Markt, overheid en middenveld.
HC 1 – In welk land willen wij werken?
Rapport ‘In welk land willen wij werken?’: ingesteld door het kabinet (Koolmees), gaat over een
beleidsvraagstuk. Commissie van juristen hebben een analyse gemaakt over de sociale kwestie van
deze tijd -> ongelijkheid tussen mensen op de arbeidsmarkt (niet iedereen komt mee/ vast of
zelfstandig personeel ect.). Advies hierover? Wie gaat hierover? overheid/ parlement/
staatscommissies/ middenveld/ markt…?
Institutionele analyse -> actoren, individuen en organisaties spelen hun rol binnen een inter-
institutioneel systeem. Een samenspel van ‘institutional orders’ zoals de martkt, overheid, bedrijven,
verenigingen, netwerken en communities. Deze ordes kunnen elk meer of minder invloedrijk zijn en
die positie kan in historische periodes aan verandering onderhevig zijn waarbij ook
‘slingerbewegingen’ voorkomen. Contingentie en padafhankelijkheid zijn hierbij aan de hand.
Uitkomsten kunnen gewenst zijn maar ook (bij nader inzien) ongewenst of zelfs chaotisch zijn ->
(hervomingsmoeras, zie Van Gestel et al., 2009).
Moderne samenlevingen worden doorgaans meer bepaald door de logica van de
institutionele ordes van de overjeid, de markt en bedrijven en minder door bijvoorbeeld
communities, maar daar kan verandering inkomen, mede onder invloed van technologie en
(social)media. Zo zijn netwerken en communities in een moderne vorm duidelijk in opmars
(netwerksociety).
Wicked problems: weerbarstige controversies, duivelse dilemma’s, complexe problemen, brandende
kwesties, taaie problemen ect.
Wicked problems – Rittel en Weber (1973) 10 dimensies.
1. Er bestaan GEEN definitieve probleemformulering, probleemperceptie en omschrijving ->
sprake van een cognitief tekort.
2. Een wicked problem is een never ending story. Er is GEEN definitieve oplossing, er wordt
steeds aan gewerkt.
3. De deal van het moment is satisficing. Beleidsmakers werken aan een satisficing aanpak,
NIET aan maximalisering van doelbereik.
4. Aan een wicked problem wordt langdurig gewerkt, je bent er nooit klaar mee. Er volgen
vaak WEL beleidsaanpassingen, daarom is sprake van een beleidsrevolutie.
5. Een ultieme test ontbreekt, achteraf blijkt pas wat belangrijk is. eigenlijk zou elke schot
raak moeten zijn, maar dat is een te hoge ambitie.
6. Er bestaat GEEN gereedschapskist met hulpmiddelen om een plan te bedenken voor
oplossing van een wicked problem.
──────
Uit te voeren =
A. Geef bij elke bewering aan of ze klopt met de aantekeningen over markt, overheid en middenveld: (i) het rapport ‘In welk land willen wij werken?’ is ingesteld door het kabinet; (ii) volgens Rittel en Weber bestaat er voor een wicked problem een definitieve oplossing; (iii) beleidsmakers streven bij een wicked problem naar maximalisering van doelbereik. Antwoord telkens met ja of nee en citeer de woorden uit de aantekeningen die de doorslag geven.
B. Schrijf uit de aantekeningen over markt, overheid en middenveld letterlijk over: begin bij de woorden "1. Er bestaan" en houd op na "een wicked problem.".
C. Zet de aantekeningen over markt, overheid en middenveld voort, te beginnen na de laatste zin.
De gegevens hierna zijn afzonderlijk materiaal en horen niet bij de aantekeningen.
──────
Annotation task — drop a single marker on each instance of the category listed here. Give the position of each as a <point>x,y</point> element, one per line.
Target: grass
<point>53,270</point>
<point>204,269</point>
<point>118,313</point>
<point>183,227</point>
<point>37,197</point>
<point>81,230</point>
──────
Antwoorden =
A.
(i) Ja: "ingesteld door het kabinet (Koolmees)"
(ii) Nee: "Er is GEEN definitieve oplossing, er wordt steeds aan gewerkt."
(iii) Nee: "Beleidsmakers werken aan een satisficing aanpak, NIET aan maximalisering van doelbereik."

B.
1. Er bestaan GEEN definitieve probleemformulering, probleemperceptie en omschrijving ->
sprake van een cognitief tekort.
2. Een wicked problem is een never ending story. Er is GEEN definitieve oplossing, er wordt
steeds aan gewerkt.
3. De deal van het moment is satisficing. Beleidsmakers werken aan een satisficing aanpak,
NIET aan maximalisering van doelbereik.
4. Aan een wicked problem wordt langdurig gewerkt, je bent er nooit klaar mee. Er volgen
vaak WEL beleidsaanpassingen, daarom is sprake van een beleidsrevolutie.
5. Een ultieme test ontbreekt, achteraf blijkt pas wat belangrijk is. eigenlijk zou elke schot
raak moeten zijn, maar dat is een te hoge ambitie.
6. Er bestaat GEEN gereedschapskist met hulpmiddelen om een plan te bedenken voor
oplossing van een wicked problem.

C.
7. Elk wicked problem is uniek, precedenten ontbreken en dus valt er niet te koersen op
ervaring of het transferen van ‘best practices’.
8. Ingewikkeldheid -> elk wicked problem is een symptoom van iets anders, een ander
probleem. Er is dus een afbakeningsprobleem.
9. De vele perspectieven -> actoren hebben eigen kennis van en inzichten over oorzaken en
gevolgen. ‘Stakeholders have radically different world views and different frames for
understanding the problem. (…) The solution depends on how the problem is framed en
vice versa’, (Rittel en Weber, 1973).
, 10. Het netwerk; afzonderlijke actoren hebben ieder eigen belangen, perspectieven en
macht. Wat is het verantwoordelijkheidsbesef van de actoren? Springen ze over hun
eigen gelijk heen en kunnen ze zich in een ander verplaatsen?
Kritiek op wicked problems (artikel Arno Korteweg).
Kenmerken van wicked problems zijn NIET goed te operationaliseren in hanteerbare
indicatoren. Dus aanwijzen en detecteren van wicked problems is moeilijk.
Er is sprake van een schaal van ‘wickedness’: van matig wicked tot zwaar wicked. Het
omgaan met wicked problems hoeft niet slechts vanuit één succesvolle aanpak mogelijk te
zijn. vanwege dit schaalargument zal differentiatie in aanpak mogelijk zijn.
De sociale complexiteit is variabel. Bij super wicked problems, zoals het
wereldvoedselvraagstuk is sprake van mondiale actoren.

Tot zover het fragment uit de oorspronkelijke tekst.